→ TEXT PROVIDED:

Viatcheslav Ekimov, a former Armstrong teammate who was a key part of the Texan’s famous “blue train,” was recently named as team manager at Katusha. Ekimov has denied doping, but the Postal Service revelations are raising new questions about anyone who was part of the Armstrong entourage.
GreenEdge boss Shayne Bannan admitted he never asked White directly about what he might have done in his past and hired him based on the quality of his work as a sport director at Garmin, one of the pioneering “clean teams.” Team manager Neil Stephens was part of the infamous “Festina Affair” in 1998, but GreenEdge hired him anyway.
The Cycling Australia board, where White also worked as the national team coach, announced it would meet this week to discuss White’s future.
Last week, the president of the Australian cycling federation, Klaus Mueller, once again floated the idea of a general amnesty program, something that’s been making the rounds in background conversation the past few years.
“I think it’s time all these ideas were put back on the table for discussion, not just in relation to cycling, but across the wider sporting landscape,” Mueller said in a press release. “Our members and fans have every right to feel disillusioned and angry and I share that disappointment.”
The UCI, however, has put the kibosh on any formal amnesty program, saying current WADA code does not allow for blanket pardons.

[Stored data]
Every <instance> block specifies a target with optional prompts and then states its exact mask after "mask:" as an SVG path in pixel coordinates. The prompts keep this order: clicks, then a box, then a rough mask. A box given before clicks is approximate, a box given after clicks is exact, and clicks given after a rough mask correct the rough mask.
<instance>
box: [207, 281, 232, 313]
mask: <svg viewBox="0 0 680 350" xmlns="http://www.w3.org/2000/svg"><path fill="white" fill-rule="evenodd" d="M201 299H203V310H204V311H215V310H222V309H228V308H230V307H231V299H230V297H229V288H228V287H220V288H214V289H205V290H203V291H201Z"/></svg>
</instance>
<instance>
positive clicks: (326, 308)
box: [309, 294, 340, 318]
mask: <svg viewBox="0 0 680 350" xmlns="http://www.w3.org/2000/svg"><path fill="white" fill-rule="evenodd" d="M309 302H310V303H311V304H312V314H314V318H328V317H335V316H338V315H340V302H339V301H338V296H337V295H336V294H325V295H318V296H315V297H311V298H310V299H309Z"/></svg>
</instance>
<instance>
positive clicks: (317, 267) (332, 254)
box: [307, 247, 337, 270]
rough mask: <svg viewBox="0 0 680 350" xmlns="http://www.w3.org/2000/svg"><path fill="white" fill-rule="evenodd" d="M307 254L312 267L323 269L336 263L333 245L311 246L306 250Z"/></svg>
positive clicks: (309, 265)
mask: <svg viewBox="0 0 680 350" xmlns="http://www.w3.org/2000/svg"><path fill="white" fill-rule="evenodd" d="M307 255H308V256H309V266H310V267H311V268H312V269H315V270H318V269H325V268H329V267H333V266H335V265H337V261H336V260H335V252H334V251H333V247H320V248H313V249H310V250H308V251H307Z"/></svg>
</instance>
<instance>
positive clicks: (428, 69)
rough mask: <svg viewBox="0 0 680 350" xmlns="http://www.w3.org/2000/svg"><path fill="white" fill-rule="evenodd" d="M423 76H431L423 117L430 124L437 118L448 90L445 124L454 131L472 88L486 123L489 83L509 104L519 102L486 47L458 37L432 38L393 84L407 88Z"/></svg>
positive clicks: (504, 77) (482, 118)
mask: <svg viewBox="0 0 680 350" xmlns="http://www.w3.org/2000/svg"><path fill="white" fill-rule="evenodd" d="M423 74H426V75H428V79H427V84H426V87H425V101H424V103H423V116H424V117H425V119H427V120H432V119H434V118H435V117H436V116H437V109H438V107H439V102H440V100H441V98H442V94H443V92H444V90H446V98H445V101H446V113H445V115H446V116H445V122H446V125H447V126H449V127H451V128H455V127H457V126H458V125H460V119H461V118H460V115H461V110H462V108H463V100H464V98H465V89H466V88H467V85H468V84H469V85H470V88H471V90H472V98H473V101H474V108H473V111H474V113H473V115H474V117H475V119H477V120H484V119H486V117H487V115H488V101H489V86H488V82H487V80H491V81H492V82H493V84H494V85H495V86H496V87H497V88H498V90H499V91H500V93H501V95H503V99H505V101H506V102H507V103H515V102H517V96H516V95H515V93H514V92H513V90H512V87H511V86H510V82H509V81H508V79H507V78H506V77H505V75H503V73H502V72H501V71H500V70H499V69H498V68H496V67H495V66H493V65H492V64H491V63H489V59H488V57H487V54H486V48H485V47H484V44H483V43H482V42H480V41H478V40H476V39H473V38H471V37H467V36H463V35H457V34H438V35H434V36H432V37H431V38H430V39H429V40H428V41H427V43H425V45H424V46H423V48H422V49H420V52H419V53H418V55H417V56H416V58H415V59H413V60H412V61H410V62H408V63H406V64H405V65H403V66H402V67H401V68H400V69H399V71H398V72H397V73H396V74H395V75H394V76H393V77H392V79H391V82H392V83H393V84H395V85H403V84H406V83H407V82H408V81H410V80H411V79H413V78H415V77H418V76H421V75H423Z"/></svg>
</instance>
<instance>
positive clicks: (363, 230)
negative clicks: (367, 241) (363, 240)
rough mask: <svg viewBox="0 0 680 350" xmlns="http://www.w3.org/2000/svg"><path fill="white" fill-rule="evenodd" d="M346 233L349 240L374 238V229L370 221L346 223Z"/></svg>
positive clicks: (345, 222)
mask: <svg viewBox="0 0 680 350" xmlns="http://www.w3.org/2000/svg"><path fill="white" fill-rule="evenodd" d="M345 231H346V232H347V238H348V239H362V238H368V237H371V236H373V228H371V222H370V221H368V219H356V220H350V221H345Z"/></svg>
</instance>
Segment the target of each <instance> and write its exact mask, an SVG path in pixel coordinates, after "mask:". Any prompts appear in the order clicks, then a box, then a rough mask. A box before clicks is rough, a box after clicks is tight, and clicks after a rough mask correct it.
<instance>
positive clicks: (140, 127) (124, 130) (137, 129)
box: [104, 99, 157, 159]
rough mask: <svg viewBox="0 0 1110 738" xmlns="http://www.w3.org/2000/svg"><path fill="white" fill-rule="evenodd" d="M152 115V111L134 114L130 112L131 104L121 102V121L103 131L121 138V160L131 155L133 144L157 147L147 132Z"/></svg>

→ DIRECTIONS:
**1.** Answer these questions from the cycling text:
(a) Who was recently named team manager at Katusha?
(b) What organization is Klaus Mueller president of?
(c) What reason did the UCI give for refusing a formal amnesty program?
**2.** Write the next few paragraphs of the cycling text, picking up right after its final sentence.
The items in the stored data are not needed for any of these tasks.

→ PER-TASK ANSWERS:
**1.**
(a) Viatcheslav Ekimov
(b) The Australian cycling federation
(c) The current WADA code does not allow for blanket pardons.

**2.**
UCI president Pat McQuaid said that the organization’s executive committee decided last month during its congress at the world road cycling championship that an amnesty program would send the wrong signals.
“We need to focus on the sport today and go forward,” McQuaid said at a press conference last month in Holland. “We need to focus on the present and let go of the past. And the first step in that direction is to stop looking behind. … Our concentration is to create a good platform for cyclists coming into the sport today. We’ve admitted that there’s been a culture of doping in the sport. We are working to change that, but we cannot change it overnight.”
In fact, the idea of a general amnesty might sound good on paper, but it would likely be quite messy in trying to find an equitable way to induce riders to come forward and punish those who do not.
There is an eight-year statute of limitations on investigating former doping practices, which means many would technically be immune to any ban or fine. So why confess — especially if teams turn a cold shoulder to uncomfortable admissions about the past?
Active riders embroiled in the Armstrong scandal have received a reduced, almost cosmetic ban of six months, from September 1, 2012, to March 1, 2013, when there is little racing of significance. Those bans are largely seen as a carrot to encourage other would-be penitents to come forward.
But there would be little reason to admit to anything so long as there is no established consensus on how such confessions would be handled by cycling federations and pro teams.
Most riders who have confessed to their doping sins, however, say they are relieved by their decisions to come clean. Barry, the popular Canadian rider who admitted last week he doped during periods of his career, described his confession as liberating.
“I feel relieved because I was living a lie,” Barry told AFP. “I’ve done things I’m not proud of and which I regret. I don’t want a young cyclist to have to live what I did.”
The pros of today’s peloton are frustrated with how the powers that be are mishandling the complicated issues around what many believe is cycling’s new reality.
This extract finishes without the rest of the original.